Challenges -
• a. Repeat the tennis report word for word, everything from "The 24-year-old Serb, who" down to "through the gears.".
• b. According to the tennis report, how long did Djokovic take to win his second-round match?
• c. Resume the tennis report after its final sentence and keep writing in the same style.

The 24-year-old Serb, who used last year's Australian Open to catapult him to the world's top ranking and three Grand Slam titles, took a little time to get going in the warm Melbourne sun before he moved through the gears.
Djokovic moved the Colombian around the court with ease, mixed up his pace and angles with several audacious drop shots before the world number one came through in one hour, 42 minutes when Giraldo's backhand sailed long.
Djokovoic will meet Nicolas Mahut in the third round, after the Frenchman came back from a set down to beat Tatsuma Ito of Japan 1-6 7-6(6) 6-2 6-2.
Djokovic makes his acting bow in the blockbuster "The Expendables 2" later this year but the defending champion showed that he had lost none of his appetite for his day job with an emphatic second round victory at Melbourne Park.
Djokovic revealed after his match that he gets into a fight in his movie debut and, if the first film in the series is anything to go by, it is likely to be more of a dramatic tussle than the crowd on Rod Laver Arena witnessed on Thursday.
"A win is a win however it comes to you. I try obviously to not underestimate any opponents in early rounds," the Serbian told reporters afterwards.
"Santiago came out early hitting the ball quite flat but I knew that sooner or later he's going to drop the rhythm and I just have to hang in there. I've done a good job."

Pointing records:
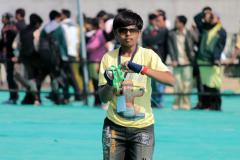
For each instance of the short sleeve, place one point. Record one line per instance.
(238, 41)
(156, 63)
(101, 78)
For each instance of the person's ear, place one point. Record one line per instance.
(115, 34)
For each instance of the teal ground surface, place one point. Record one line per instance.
(73, 132)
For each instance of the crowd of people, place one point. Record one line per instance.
(53, 50)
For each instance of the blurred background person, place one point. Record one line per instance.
(180, 47)
(212, 42)
(20, 18)
(95, 51)
(161, 50)
(53, 52)
(71, 67)
(8, 33)
(29, 57)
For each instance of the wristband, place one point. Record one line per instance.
(144, 70)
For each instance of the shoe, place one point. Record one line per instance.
(10, 101)
(175, 107)
(157, 105)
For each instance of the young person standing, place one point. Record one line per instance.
(130, 135)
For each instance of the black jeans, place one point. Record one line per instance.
(12, 85)
(127, 143)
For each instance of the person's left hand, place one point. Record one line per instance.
(14, 59)
(132, 67)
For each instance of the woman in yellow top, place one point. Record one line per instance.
(128, 131)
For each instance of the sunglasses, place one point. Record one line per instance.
(126, 30)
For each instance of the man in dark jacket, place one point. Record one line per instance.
(9, 32)
(53, 52)
(212, 43)
(29, 56)
(180, 47)
(20, 17)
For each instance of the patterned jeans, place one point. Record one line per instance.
(127, 143)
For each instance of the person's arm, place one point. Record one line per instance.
(220, 46)
(106, 93)
(171, 49)
(162, 76)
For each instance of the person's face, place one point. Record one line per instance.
(18, 17)
(154, 22)
(88, 27)
(214, 19)
(208, 17)
(4, 20)
(128, 36)
(38, 25)
(58, 19)
(178, 24)
(160, 21)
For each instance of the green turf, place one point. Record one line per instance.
(73, 132)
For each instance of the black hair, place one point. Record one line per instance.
(66, 12)
(7, 16)
(34, 19)
(162, 13)
(152, 16)
(182, 19)
(101, 13)
(54, 14)
(21, 12)
(95, 23)
(127, 18)
(206, 8)
(119, 10)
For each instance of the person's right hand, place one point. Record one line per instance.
(109, 77)
(174, 63)
(14, 59)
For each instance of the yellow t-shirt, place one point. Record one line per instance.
(143, 56)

Final results -
• a.
The 24-year-old Serb, who used last year's Australian Open to catapult him to the world's top ranking and three Grand Slam titles, took a little time to get going in the warm Melbourne sun before he moved through the gears.

• b. One hour, 42 minutes.

• c.
There was a brief blip in the first set, when four unforced errors handed Giraldo a service break, but the world number one broke back to love immediately and said there had been no nerves.
"To be honest, I've had lots of situations where I was break down in my career so I guess that doesn't affect me, especially early in the first set," he said. "I knew that I would start hitting the ball better."
Andy Roddick's 11th Australian Open campaign ended in disappointment when he was forced to retire against Australian Lleyton Hewitt when trailing two sets to one.
He draped his towel over this right shoulder, limped across to umpire Enric Molina, shook his hand, picked up his bag and disappeared down the tunnel at Rod Laver Arena, a 3-6 6-3 6-4 loser.
The pair were expected to bash each other across the Melbourne Park centre court until the small hours on Friday.
Instead, an awkward off-balance lunge by Roddick early in the second set when he slowly rolled over on his right ankle effectively ended the contest.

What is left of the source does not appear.